Darurat Pajak Perusahaan Digital, Saatnya Negara Berkembang Bersuara
Banyak pemerintahan dan negara sempat dilanda kemarahan pada beberapa tahun lalu, akibat rendahnya pembayaran pajak atau tidak adanya pembayaran dari beberapa perusahaan multinasional terbesar di dunia. G20 kemudian menunjuk Organisasi untuk Kerja Sama Ekonomi dan Pembangunan (OECD) untuk merancang alternatif perpajakan demi mengakhiri pengemplangan pajak.
Sebagai respons atas hal itu, pada 9 Oktober lalu OECD mengajukan proposal sistem perpajakan internasional baru yang rencananya akan diterapkan di dunia dalam beberapa dekade mendatang.
Kita sedang berbicara tentang masalah besar. Di Amerika Serikat (AS) misalnya, 60 dari 500 perusahaan terbesar, termasuk Amazon, Netflix, dan General Motors, tidak membayar pajak sesen pun pada 2018 meski terdapat keuntungan kumulatif sebesar US$ 79 miliar. Itu terjadi karena sistem saat ini memungkinkan mereka melakukan hal tersebut dengan cara yang sepenuhnya legal.
Penyalahgunaan, seringkali legal, dilakukan berdasarkan pengaturan yang rumit tetapi pada prinsipnya sangat sederhana. Perusahaan multinasional hanya membayar pajak di anak perusahaan di mana perusahaan multinasional tersebut menyatakan keuntungannya.
Dengan cara tersebut, mereka memperlihatkan laba yang rendah atau defisit di negara berpajak tinggi jika di negara-negara itulah perusahaan melakukan sebagian besar kegiatannya. Perusahaan akan melaporkan laba yang tinggi di yurisdiksi di mana pajak sangat rendah atau bahkan tidak ada sama sekali.
Akibatnya, negara-negara berkembang kehilangan pendapatan setidaknya US$ 100 miliar setiap tahun, yang disembunyikan oleh perusahaan multinasional di negara bebas pajak. Menurut ekonom Gabriel Zucman, secara global, cara ini mengalihkan 40% dari keuntungan asing ke surga pajak.
Dengan digitalisasi ekonomi yang dipercepat, jumlah dana yang dialihkan terus meningkat sebagaimana disoroti oleh banyak lembaga, termasuk Dana Moneter Internasional (IMF) dan Konferensi PBB tentang Perdagangan dan Pembangunan (UNCTAD). Namun, langkah terpenting datang dari OECD yang menerima mandat dari G20 untuk mengusulkan alternatif bagi sistem perpajakan internasional saat ini, termasuk efek dari digitalisasi.
▬▬▬▬▬▬
## [Yang Harus Dikerjakan]
Berdasarkan teks tentang pajak perusahaan digital, jelaskan mengapa perusahaan multinasional bisa membayar pajak sangat rendah meskipun meraup keuntungan besar. Jawab dalam satu sampai tiga kalimat.

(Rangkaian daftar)
▬▬▬▬▬▬
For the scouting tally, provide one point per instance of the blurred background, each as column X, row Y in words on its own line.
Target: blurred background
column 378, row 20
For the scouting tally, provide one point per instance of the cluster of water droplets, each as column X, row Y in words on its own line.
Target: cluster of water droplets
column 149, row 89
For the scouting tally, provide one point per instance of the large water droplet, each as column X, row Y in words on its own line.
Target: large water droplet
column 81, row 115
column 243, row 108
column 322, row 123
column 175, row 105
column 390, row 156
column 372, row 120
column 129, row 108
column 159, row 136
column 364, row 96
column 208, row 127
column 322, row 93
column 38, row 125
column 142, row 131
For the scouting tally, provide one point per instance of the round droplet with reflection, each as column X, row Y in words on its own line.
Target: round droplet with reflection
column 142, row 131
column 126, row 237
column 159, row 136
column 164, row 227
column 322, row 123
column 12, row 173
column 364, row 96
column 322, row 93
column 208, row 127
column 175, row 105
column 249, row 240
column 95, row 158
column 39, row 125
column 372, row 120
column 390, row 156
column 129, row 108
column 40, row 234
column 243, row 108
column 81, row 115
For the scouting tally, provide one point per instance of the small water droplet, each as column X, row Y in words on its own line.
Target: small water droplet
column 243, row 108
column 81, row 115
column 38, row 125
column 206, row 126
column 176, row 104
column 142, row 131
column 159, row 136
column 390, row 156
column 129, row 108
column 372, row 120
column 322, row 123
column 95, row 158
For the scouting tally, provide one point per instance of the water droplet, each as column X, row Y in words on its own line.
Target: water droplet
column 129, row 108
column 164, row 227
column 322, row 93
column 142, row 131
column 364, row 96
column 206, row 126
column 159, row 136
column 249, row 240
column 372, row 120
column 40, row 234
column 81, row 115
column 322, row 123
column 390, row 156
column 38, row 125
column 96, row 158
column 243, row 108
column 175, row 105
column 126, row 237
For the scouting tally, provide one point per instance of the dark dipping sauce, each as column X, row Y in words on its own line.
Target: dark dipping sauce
▬▬▬▬▬▬
## [Jawaban Tugas]
Perusahaan multinasional hanya membayar pajak di anak perusahaan tempat mereka menyatakan keuntungannya. Karena itu, mereka melaporkan laba rendah atau defisit di negara berpajak tinggi tempat sebagian besar kegiatannya berlangsung, lalu melaporkan laba tinggi di yurisdiksi yang pajaknya sangat rendah atau bahkan tidak ada. Sistem yang berlaku saat ini memungkinkan cara tersebut, dan sering kali cara itu sepenuhnya legal.